* Your instructions *
Extract every line from the beginning of the listing through the line that contains "positive clicks: (415, 423)", including that line, and copy them exactly. Leave the pictures out of your answer.
___ Given entries ___
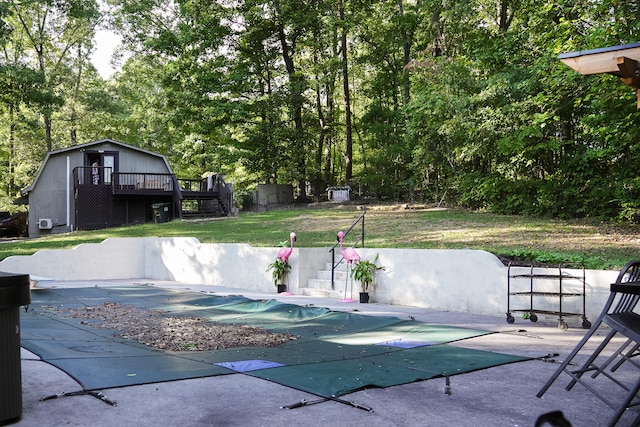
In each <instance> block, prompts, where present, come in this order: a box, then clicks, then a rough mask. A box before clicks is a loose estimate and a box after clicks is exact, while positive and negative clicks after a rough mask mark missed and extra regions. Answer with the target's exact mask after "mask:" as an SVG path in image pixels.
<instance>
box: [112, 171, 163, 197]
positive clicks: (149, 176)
mask: <svg viewBox="0 0 640 427" xmlns="http://www.w3.org/2000/svg"><path fill="white" fill-rule="evenodd" d="M173 182H174V179H173V175H172V174H169V173H135V172H116V173H114V174H113V182H112V185H113V193H114V194H118V193H122V192H128V191H133V192H157V191H163V192H164V191H168V192H171V191H173V189H174V185H173Z"/></svg>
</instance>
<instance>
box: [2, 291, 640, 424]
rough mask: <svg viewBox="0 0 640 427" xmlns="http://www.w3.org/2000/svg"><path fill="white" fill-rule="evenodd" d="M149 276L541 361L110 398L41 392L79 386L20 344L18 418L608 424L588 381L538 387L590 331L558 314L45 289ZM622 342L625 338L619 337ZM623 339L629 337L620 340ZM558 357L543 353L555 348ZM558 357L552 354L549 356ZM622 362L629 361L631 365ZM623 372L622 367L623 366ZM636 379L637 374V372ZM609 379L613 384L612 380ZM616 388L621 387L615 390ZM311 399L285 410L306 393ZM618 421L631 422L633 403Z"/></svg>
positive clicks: (415, 423)
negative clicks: (448, 334)
mask: <svg viewBox="0 0 640 427" xmlns="http://www.w3.org/2000/svg"><path fill="white" fill-rule="evenodd" d="M136 283H137V284H141V283H144V284H151V285H153V286H159V287H165V288H172V289H181V290H184V291H192V292H207V293H213V294H215V295H229V294H241V295H244V296H246V297H248V298H253V299H265V298H274V299H277V300H279V301H282V302H287V303H294V304H299V305H315V306H319V307H328V308H331V309H333V310H336V311H338V310H340V311H356V310H357V311H358V312H359V313H362V314H368V315H387V316H388V315H392V316H397V317H399V318H415V319H416V320H418V321H422V322H429V323H437V324H446V325H451V326H462V327H471V328H477V329H486V330H490V331H495V332H497V333H495V334H490V335H486V336H482V337H477V338H472V339H467V340H463V341H460V342H457V343H455V345H459V346H462V347H468V348H474V349H479V350H487V351H495V352H502V353H509V354H515V355H521V356H528V357H532V358H534V360H530V361H526V362H519V363H513V364H509V365H503V366H497V367H494V368H489V369H485V370H480V371H476V372H472V373H467V374H461V375H456V376H452V377H450V381H451V384H450V391H451V393H450V394H446V393H445V380H444V378H436V379H432V380H428V381H421V382H415V383H410V384H405V385H400V386H395V387H389V388H384V389H368V390H363V391H358V392H355V393H351V394H348V395H346V396H342V397H341V399H343V400H345V401H351V402H355V403H357V404H359V405H363V406H365V407H369V408H371V409H372V410H373V411H372V412H369V411H365V410H362V409H358V408H356V407H354V406H351V405H347V404H344V403H340V402H336V401H331V400H329V401H323V399H321V398H319V397H317V396H314V395H311V394H308V393H305V392H302V391H299V390H295V389H292V388H288V387H285V386H281V385H278V384H275V383H272V382H269V381H265V380H260V379H256V378H252V377H249V376H246V375H242V374H232V375H223V376H217V377H209V378H199V379H191V380H180V381H171V382H163V383H155V384H148V385H140V386H131V387H123V388H114V389H106V390H102V393H103V395H104V396H105V397H106V398H107V399H109V400H111V401H114V402H117V405H116V406H111V405H109V404H107V403H105V402H103V401H101V400H100V399H98V398H96V397H93V396H89V395H74V396H64V397H59V398H54V399H49V400H41V399H42V398H43V397H47V396H52V395H57V394H62V393H69V392H75V391H78V390H81V388H80V386H79V385H78V383H76V382H75V381H74V380H73V379H72V378H70V377H69V376H68V375H67V374H65V373H64V372H62V371H60V370H58V369H57V368H55V367H53V366H51V365H49V364H47V363H45V362H43V361H41V360H40V359H39V358H38V357H37V356H35V355H33V354H31V353H29V352H27V351H26V350H22V389H23V412H22V416H21V418H20V419H19V420H17V421H16V422H15V423H13V424H11V425H16V426H21V427H26V426H44V425H67V426H90V425H91V426H123V425H140V426H147V425H149V426H151V425H161V426H181V427H187V426H204V425H210V426H271V425H282V426H287V425H307V426H324V425H334V426H374V427H377V426H381V427H382V426H441V425H453V426H479V427H482V426H487V427H489V426H491V427H493V426H533V425H534V424H535V422H536V419H537V418H538V416H540V415H542V414H544V413H547V412H550V411H555V410H561V411H562V412H563V413H564V415H565V416H566V418H567V419H568V420H569V421H570V422H571V423H572V424H573V426H593V425H606V424H607V422H608V420H609V418H610V417H611V415H612V414H613V410H612V409H611V408H609V407H608V406H607V405H606V404H605V403H603V402H602V401H600V400H599V399H597V398H596V397H595V396H593V395H592V394H591V393H590V392H588V391H587V390H586V389H584V388H583V387H581V386H579V385H577V386H576V387H574V389H573V390H572V391H566V390H565V389H564V386H565V385H566V384H567V382H568V377H566V376H561V377H560V378H559V380H558V381H557V382H556V383H555V384H554V385H553V386H552V387H551V388H550V389H549V390H548V391H547V393H546V394H545V395H544V397H543V398H537V397H536V393H537V392H538V390H539V389H540V388H541V387H542V385H543V384H544V382H545V381H546V380H547V379H548V378H549V377H550V376H551V374H552V373H553V372H554V371H555V370H556V368H557V367H558V362H557V361H560V360H562V358H563V357H564V356H566V355H567V354H568V353H569V352H570V351H571V349H573V347H574V346H575V344H576V343H577V342H578V341H579V340H580V338H581V337H582V336H583V335H584V333H585V330H584V329H581V328H578V327H576V326H571V327H570V328H569V329H568V330H566V331H563V330H560V329H558V327H557V323H556V322H555V321H548V320H546V321H545V320H540V321H539V322H537V323H532V322H530V321H528V320H523V319H521V318H517V319H516V321H515V323H514V324H508V323H507V322H506V321H505V318H504V316H491V315H474V314H467V313H461V312H450V311H439V310H433V309H425V308H417V307H410V306H401V305H388V304H377V303H374V304H359V303H342V302H340V301H337V300H335V299H326V298H317V297H309V296H303V295H277V294H275V293H273V292H272V293H269V292H262V291H253V290H247V289H233V288H224V287H215V286H205V285H189V284H184V283H177V282H171V281H154V280H148V279H140V280H131V279H127V280H111V281H102V280H100V281H95V280H93V281H55V280H54V281H48V282H43V283H41V284H40V286H41V287H87V286H96V285H100V286H108V285H131V284H136ZM616 342H618V341H616ZM619 342H620V343H621V341H619ZM556 353H557V356H553V357H549V358H545V356H547V355H549V354H556ZM550 359H551V360H550ZM623 368H624V365H623ZM623 374H624V372H623ZM629 375H630V376H631V375H633V376H634V377H635V375H636V372H634V371H633V370H630V372H629ZM607 387H608V385H607ZM607 392H608V393H609V392H610V393H611V395H614V392H615V390H614V389H611V390H609V389H607ZM303 400H304V401H306V402H307V404H306V405H304V406H301V407H299V408H295V409H283V407H285V406H288V405H292V404H295V403H298V402H301V401H303ZM628 412H631V413H629V414H625V416H624V417H623V418H622V420H621V421H620V423H619V425H630V423H631V422H632V420H633V419H634V418H635V415H636V413H635V411H628Z"/></svg>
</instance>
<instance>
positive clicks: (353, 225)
mask: <svg viewBox="0 0 640 427" xmlns="http://www.w3.org/2000/svg"><path fill="white" fill-rule="evenodd" d="M366 213H367V211H366V210H365V211H364V212H362V215H360V216H359V217H358V219H356V220H355V221H354V222H353V224H351V227H349V228H348V229H347V231H344V237H343V246H344V240H345V239H346V238H347V236H348V235H349V233H350V232H351V231H353V230H354V229H355V227H356V225H358V224H360V225H361V227H360V236H358V240H356V241H355V243H354V244H353V247H358V241H359V242H360V247H361V248H364V215H365V214H366ZM339 246H340V242H339V241H338V242H337V243H335V244H334V245H333V246H332V247H331V249H329V252H331V289H335V287H334V282H335V271H336V267H338V266H339V265H340V264H341V263H342V261H344V257H343V256H342V253H340V257H339V259H338V261H336V248H338V249H339Z"/></svg>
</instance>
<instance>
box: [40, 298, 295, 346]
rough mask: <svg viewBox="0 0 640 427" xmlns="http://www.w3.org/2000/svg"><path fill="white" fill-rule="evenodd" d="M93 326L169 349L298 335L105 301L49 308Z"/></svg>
mask: <svg viewBox="0 0 640 427" xmlns="http://www.w3.org/2000/svg"><path fill="white" fill-rule="evenodd" d="M48 310H49V311H55V312H57V313H59V314H61V315H65V316H69V317H72V318H78V319H88V320H82V321H81V322H80V323H81V324H84V325H88V326H91V327H95V328H105V329H113V330H116V331H118V332H117V333H116V336H118V337H122V338H127V339H131V340H134V341H138V342H140V343H142V344H144V345H147V346H149V347H153V348H157V349H160V350H169V351H206V350H223V349H226V348H235V347H274V346H278V345H280V344H283V343H286V342H289V341H291V340H296V339H297V338H298V337H296V336H295V335H291V334H285V333H274V332H270V331H267V330H265V329H262V328H258V327H255V326H249V325H241V324H226V323H216V322H212V321H210V320H208V319H205V318H201V317H190V316H171V315H169V313H168V312H164V311H161V310H147V309H141V308H138V307H134V306H130V305H122V304H118V303H111V302H105V303H104V304H101V305H98V306H94V307H83V308H76V309H70V308H60V309H56V308H51V307H50V308H49V309H48Z"/></svg>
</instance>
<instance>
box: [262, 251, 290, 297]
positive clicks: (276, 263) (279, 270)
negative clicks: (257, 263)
mask: <svg viewBox="0 0 640 427" xmlns="http://www.w3.org/2000/svg"><path fill="white" fill-rule="evenodd" d="M267 271H271V277H273V284H274V286H276V288H277V289H278V293H279V294H280V293H282V292H285V291H286V290H287V285H286V284H285V279H286V277H287V274H289V272H290V271H291V264H289V263H288V262H287V261H284V260H282V259H281V258H276V260H275V261H273V262H272V263H271V264H269V266H268V268H267Z"/></svg>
___
* Problem solution *
In each <instance> block, prompts, where present, come in this order: a box, then clicks, then a rough mask. A box before clicks is a loose estimate and a box after clicks is exact, while positive and negative clicks after a rough mask mark missed and extra regions. Answer with the target's exact mask after "mask:" as an SVG path in image pixels.
<instance>
box: [112, 171, 163, 197]
positive clicks: (149, 176)
mask: <svg viewBox="0 0 640 427" xmlns="http://www.w3.org/2000/svg"><path fill="white" fill-rule="evenodd" d="M173 182H174V179H173V175H172V174H169V173H135V172H116V173H114V174H113V182H112V185H113V193H114V194H118V193H122V192H128V191H133V192H157V191H163V192H164V191H168V192H171V191H173V189H174V185H173Z"/></svg>
</instance>
<instance>
box: [2, 291, 640, 424]
rough mask: <svg viewBox="0 0 640 427" xmlns="http://www.w3.org/2000/svg"><path fill="white" fill-rule="evenodd" d="M149 276L541 361L110 398L41 392L79 386L20 344L18 418L608 424L588 381L538 387L590 331L558 314L45 289ZM622 342L625 338L619 337ZM623 339L629 337L620 340ZM558 357L543 353L555 348ZM558 357L552 354L549 356ZM622 362L629 361L631 365ZM623 372L622 367L623 366ZM636 379L637 374V372ZM609 379L613 384L612 380ZM616 388L621 387L615 390ZM311 399L285 410L306 393ZM618 421L631 422L633 403Z"/></svg>
positive clicks: (415, 423)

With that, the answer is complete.